* Problem description
Every record must be repeated exactly, with no omission.

* Records for this task
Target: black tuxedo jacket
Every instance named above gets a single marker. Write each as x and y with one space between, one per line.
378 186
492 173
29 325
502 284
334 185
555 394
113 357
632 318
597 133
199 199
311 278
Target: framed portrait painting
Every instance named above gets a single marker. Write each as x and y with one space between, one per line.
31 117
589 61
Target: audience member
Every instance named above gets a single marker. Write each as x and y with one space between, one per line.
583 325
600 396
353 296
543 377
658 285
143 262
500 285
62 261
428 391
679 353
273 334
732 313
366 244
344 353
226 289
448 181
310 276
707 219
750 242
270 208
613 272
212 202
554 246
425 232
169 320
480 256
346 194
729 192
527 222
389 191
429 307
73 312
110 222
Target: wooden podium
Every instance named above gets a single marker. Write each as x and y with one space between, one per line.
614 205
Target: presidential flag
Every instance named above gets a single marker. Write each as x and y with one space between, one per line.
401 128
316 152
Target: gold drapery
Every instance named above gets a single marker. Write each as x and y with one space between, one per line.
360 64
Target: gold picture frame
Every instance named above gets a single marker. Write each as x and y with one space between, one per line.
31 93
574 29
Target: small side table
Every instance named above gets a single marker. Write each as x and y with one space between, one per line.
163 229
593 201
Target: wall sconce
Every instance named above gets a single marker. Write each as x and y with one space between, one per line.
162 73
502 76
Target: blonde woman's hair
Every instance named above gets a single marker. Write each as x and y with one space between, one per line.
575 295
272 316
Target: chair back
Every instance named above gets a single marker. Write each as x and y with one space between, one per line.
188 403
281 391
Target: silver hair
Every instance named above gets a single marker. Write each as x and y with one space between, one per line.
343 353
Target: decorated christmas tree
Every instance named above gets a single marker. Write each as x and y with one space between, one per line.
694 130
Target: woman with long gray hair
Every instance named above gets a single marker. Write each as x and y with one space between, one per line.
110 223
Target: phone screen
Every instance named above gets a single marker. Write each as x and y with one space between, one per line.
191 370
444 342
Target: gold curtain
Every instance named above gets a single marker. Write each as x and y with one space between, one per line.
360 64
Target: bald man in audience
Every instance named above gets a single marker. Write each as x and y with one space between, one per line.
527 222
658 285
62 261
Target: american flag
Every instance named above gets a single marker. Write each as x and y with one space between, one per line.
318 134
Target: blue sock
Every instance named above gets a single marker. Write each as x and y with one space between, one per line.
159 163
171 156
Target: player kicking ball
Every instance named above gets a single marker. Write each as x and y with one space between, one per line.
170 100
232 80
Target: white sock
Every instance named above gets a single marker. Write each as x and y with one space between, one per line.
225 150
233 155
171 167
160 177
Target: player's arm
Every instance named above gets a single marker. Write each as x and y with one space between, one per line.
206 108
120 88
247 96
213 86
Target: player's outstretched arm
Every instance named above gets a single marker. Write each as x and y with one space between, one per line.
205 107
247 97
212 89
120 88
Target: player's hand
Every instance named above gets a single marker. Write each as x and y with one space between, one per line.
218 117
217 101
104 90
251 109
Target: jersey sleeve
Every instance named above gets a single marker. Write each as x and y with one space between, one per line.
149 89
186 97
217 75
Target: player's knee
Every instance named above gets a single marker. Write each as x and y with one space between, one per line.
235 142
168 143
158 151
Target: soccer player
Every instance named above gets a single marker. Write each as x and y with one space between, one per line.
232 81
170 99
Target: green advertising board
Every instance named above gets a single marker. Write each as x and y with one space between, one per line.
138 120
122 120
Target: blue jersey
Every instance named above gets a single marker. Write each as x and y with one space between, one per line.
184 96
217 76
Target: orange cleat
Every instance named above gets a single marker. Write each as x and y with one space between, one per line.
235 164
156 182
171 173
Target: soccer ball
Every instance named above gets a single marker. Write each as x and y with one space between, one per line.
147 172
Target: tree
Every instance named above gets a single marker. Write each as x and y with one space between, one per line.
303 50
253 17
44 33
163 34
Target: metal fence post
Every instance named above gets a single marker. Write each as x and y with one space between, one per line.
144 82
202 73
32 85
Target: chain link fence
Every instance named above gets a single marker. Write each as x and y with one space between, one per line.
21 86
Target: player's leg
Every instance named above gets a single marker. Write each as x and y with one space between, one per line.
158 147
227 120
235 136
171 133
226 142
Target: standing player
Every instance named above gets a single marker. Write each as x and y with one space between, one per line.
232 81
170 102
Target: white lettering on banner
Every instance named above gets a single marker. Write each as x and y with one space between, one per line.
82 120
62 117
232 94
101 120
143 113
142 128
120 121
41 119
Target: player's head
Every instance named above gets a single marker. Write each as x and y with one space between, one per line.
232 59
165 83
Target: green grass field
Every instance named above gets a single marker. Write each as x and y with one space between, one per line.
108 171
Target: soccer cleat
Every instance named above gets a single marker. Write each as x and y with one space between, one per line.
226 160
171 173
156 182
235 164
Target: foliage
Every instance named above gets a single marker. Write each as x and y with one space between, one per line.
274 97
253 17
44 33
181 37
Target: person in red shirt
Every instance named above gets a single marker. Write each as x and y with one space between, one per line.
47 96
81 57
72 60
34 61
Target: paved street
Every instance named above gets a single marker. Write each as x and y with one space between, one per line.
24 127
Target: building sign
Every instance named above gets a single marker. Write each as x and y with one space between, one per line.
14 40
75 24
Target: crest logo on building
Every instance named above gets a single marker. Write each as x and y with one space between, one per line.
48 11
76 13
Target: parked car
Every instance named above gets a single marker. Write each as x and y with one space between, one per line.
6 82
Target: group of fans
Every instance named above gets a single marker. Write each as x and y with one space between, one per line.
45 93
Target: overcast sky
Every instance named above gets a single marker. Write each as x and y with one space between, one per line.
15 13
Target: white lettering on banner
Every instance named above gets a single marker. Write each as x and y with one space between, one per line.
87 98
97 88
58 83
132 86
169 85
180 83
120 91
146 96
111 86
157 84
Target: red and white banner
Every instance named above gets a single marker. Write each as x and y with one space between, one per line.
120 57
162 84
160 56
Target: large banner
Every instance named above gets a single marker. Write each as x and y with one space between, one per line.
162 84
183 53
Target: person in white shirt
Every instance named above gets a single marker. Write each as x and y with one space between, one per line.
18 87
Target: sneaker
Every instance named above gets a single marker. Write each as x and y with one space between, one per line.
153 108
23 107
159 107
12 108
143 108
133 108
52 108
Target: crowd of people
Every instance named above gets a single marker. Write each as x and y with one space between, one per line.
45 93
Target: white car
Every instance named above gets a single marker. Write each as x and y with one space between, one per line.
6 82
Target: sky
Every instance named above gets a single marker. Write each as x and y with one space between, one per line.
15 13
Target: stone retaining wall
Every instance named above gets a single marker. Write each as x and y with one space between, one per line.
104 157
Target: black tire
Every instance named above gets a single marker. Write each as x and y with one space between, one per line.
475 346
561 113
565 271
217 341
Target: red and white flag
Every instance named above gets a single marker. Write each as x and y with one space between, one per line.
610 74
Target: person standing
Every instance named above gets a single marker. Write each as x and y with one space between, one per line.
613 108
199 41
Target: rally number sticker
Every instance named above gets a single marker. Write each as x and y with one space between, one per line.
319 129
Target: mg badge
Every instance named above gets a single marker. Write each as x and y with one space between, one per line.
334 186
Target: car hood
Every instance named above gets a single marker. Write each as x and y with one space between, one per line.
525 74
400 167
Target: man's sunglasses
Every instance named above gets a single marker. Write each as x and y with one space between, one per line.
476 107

* Solution for this task
Target: black tuxedo jacket
Every instance named above gets a single marker. Write each as x and y with one space between, one per line.
378 186
492 173
29 325
502 284
334 185
555 394
113 357
632 318
597 133
199 199
311 278
Target: framed portrait painting
Every instance named above gets a single marker. Write each as x and y with one space between, one per line.
31 117
589 61
Target: audience member
Every instance named above gets a single marker. Write each as x and y with one space between, one per line.
583 325
600 396
353 296
543 377
658 285
143 262
500 285
62 261
428 391
679 353
273 334
732 313
366 244
344 353
226 289
448 181
310 276
707 219
750 242
270 208
613 272
212 202
554 246
425 232
169 320
480 256
346 194
729 192
527 222
389 191
429 307
73 312
110 222
Target: wooden podium
Every instance named above gets a single marker. Write each as x and y with one space between, one per line.
614 205
Target: presidential flag
Every instance named above gets a single marker. Write each as x and y with one space between, one per line.
401 128
316 152
Target: gold drapery
Every instance named above gets a single marker. Write each as x and y with one space between, one per line.
360 64
Target: gold picture frame
Every instance named above gets a single marker. Write each as x and y with one space between, one per line.
31 93
574 29
Target: small side table
Every instance named above gets a single marker. Write each as x and y with one space between, one per line.
163 229
593 201
Target: wall sconce
Every instance named above gets a single marker. Write each as x and y with one space between, one per line.
162 73
502 76
Target: blonde woman's hair
Every instance named above gets a single marker. Write each as x and y with one space between, one per line.
575 295
272 316
Target: chair back
Every instance named above gets a single marker. Write each as x and y with one space between, one per line.
188 403
281 391
Target: silver hair
Every instance named above gets a single marker. Write each as x and y with one space between, one per line.
343 353
Target: decorated christmas tree
Every instance named above gets a single marker. Write each as x and y with one space between, one per line.
694 130
Target: woman with long gray hair
Every instance named above gets a single marker. Write each as x and y with one space between, one per line.
110 223
Target: phone screen
Every instance named above gets a single marker. Write each as x and y with one space between, one per line.
191 370
444 342
Target: gold curtain
Every instance named above gets a single marker. Write each as x and y with one space between, one per line.
360 64
Target: bald man in audience
Every instance named above gets a single marker. Write each as x and y with one space between, one per line.
527 222
658 285
62 261
Target: american flag
Every instance named above gets a single marker. Write each as x and y with one space between, one per line.
318 134
Target: blue sock
Every instance named above gets a single marker. Write each as x and y with one space between, one per line.
159 163
171 156
Target: player kicking ball
Every instance named above gets a single marker. Write each as x and y with one space between, one per line.
170 100
232 80
Target: white sock
Every instance named above gets a single marker. Write each as x and y with one space between, one per line.
225 150
233 155
171 167
160 177
Target: player's arm
Every instance named above gets a single marker. Write each as x and y with one space between, one per line.
206 108
120 88
247 96
213 86
Target: player's outstretched arm
Every instance named above gets a single marker. Write each as x and y with one space between, one per line.
205 107
247 97
212 89
120 88
Target: player's hand
Every instance named above gets a single marker. Write each as x and y with one space between, one per line.
218 117
217 101
104 90
251 109
Target: jersey sleeve
Every instance named above gets a single marker. Write each as x and y with one space between, one per line.
149 89
186 97
217 75
Target: player's knee
Every instance named above gets a single marker. Write each as x and y with one space between, one per line.
235 142
168 143
158 151
Target: soccer player
Every instance named above gets a single marker. Write each as x and y with one space between, one per line.
232 81
170 99
Target: green advertising board
Every instance named above gets a single marker. Write each as x and y with one space between, one per line.
138 120
122 120
Target: blue jersey
Every instance named above gets a single marker. Write each as x and y with one space between, one per line.
184 96
217 76
Target: orange cleat
Every instance named above gets a single marker. Write each as x and y with one space between, one per line.
235 164
156 182
171 173
Target: soccer ball
Every instance named above gets a single marker. Write each as x and y with one space between, one per line.
147 172
Target: tree
Every instance named above gets a single marker. Write each as x and y with one space between, one per line.
303 50
253 17
44 33
163 34
Target: metal fence post
Every instance named above gets a single marker. Write each as x and y with one space between, one per line.
144 82
202 73
32 85
Target: chain link fence
Every instance named above gets a single marker. Write each as x and y with one space between, one per line.
21 86
Target: player's leg
Every instance named above gets a single marker. Write each as x and y with one space between, one per line.
158 147
227 120
235 136
171 133
226 142
Target: standing player
Every instance named above gets a single marker. Write each as x and y with one space between, one per line.
232 81
170 102
Target: white lettering on banner
Every instance named above gets a single marker. Write each as x and y with one space between, one per line.
82 120
62 117
232 94
101 120
143 113
142 128
120 121
41 119
Target: player's head
Every instance named above gets a single marker. Write each as x and y with one space between, one per line.
232 59
165 83
Target: green grass field
Every instance named above gets a single marker. Write each as x and y with one space between, one per line.
108 171
Target: soccer cleat
Every instance named above gets a single marker. Write each as x and y with one space between, one per line.
226 160
171 173
156 182
235 164
Target: foliage
Every instance named above gets a single marker. Write each as x and y with one space between, one per line.
274 97
253 17
44 33
181 37
Target: person in red shirt
Every instance named above gets a single marker. Write each as x and y with one space between, one per line.
47 96
81 57
72 60
34 61
Target: paved street
Every instance named above gets a single marker. Write each as x and y with one space between, one per line.
24 127
Target: building sign
Every instance named above gets a single marker. Write each as x and y with one space between, one per line.
14 40
75 24
Target: crest logo on building
Every instance named above gets a single marker. Write each as x and y with one space between, one per line.
48 11
76 13
Target: parked car
Every instance named above gets a single marker. Write each as x and y with one space between, one per line.
6 82
Target: group of fans
Every instance named above gets a single marker. Write each as x and y with one space between, one per line.
45 93
Target: overcast sky
Every instance named above gets a single marker. Write each as x and y with one space between, one per line.
15 13
Target: white lettering on banner
Every instance named above gets a single marker. Write each as x and y with one space between, one per line.
87 98
97 88
58 83
132 86
169 85
180 83
120 91
146 96
111 86
157 84
Target: red and white banner
Every instance named above gets a single marker. Write each as x and y with one space between, one per line.
120 57
162 84
160 56
Target: large banner
Every instance named above gets a single marker. Write each as x and y with one space between, one per line.
162 84
183 53
Target: person in white shirt
Every instance named above gets a single marker. Write each as x and y with one space between, one per line.
18 87
Target: sneaker
Every instance named above gets a single marker. Write each as x and y with one space between, one per line.
153 108
23 107
159 107
12 108
143 108
133 108
52 108
Target: crowd of people
Every instance named above gets a single marker. Write each as x and y with one space between, one per line.
45 93
Target: white car
Every instance named above gets a single marker. Write each as x and y with one space between, one per line.
6 82
Target: sky
Every instance named above gets a single marker. Write each as x and y with one space between, one per line.
15 13
Target: stone retaining wall
Every instance named above gets a single marker. Write each as x and y with one space between, one per line.
104 157
Target: black tire
Every instance named above gets a single marker. Write each as x and y with one space between, one per line.
475 346
561 113
565 271
217 341
Target: red and white flag
Every instance named above gets a single marker. Write each as x and y with one space between, one per line.
610 74
Target: person standing
Every instance named above gets a single marker. Write each as x and y with one space between, one per line.
613 108
199 41
Target: rally number sticker
Every instance named above gets a single marker. Write each as x and y with one space between, one per line.
319 129
Target: mg badge
Every instance named above gets a single marker. Write each as x and y with one space between, one per line.
334 186
Target: car hood
Every instance named above gets a single marker. Write each as x and y with one space between, one per line.
525 74
400 167
Target: man's sunglasses
Every instance named above gets a single marker. Write each as x and y with one space between, one per line.
476 107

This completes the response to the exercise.